(Records from a data source)
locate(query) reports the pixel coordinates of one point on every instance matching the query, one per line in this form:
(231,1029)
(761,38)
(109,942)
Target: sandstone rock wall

**TASK INSTRUCTIONS**: Please return the data above in full, without altering a single line.

**TASK SOLUTION**:
locate(query) reports the pixel coordinates of one point on every instance matching the query, one per line in this form:
(231,1029)
(761,38)
(109,942)
Target: sandstone rock wall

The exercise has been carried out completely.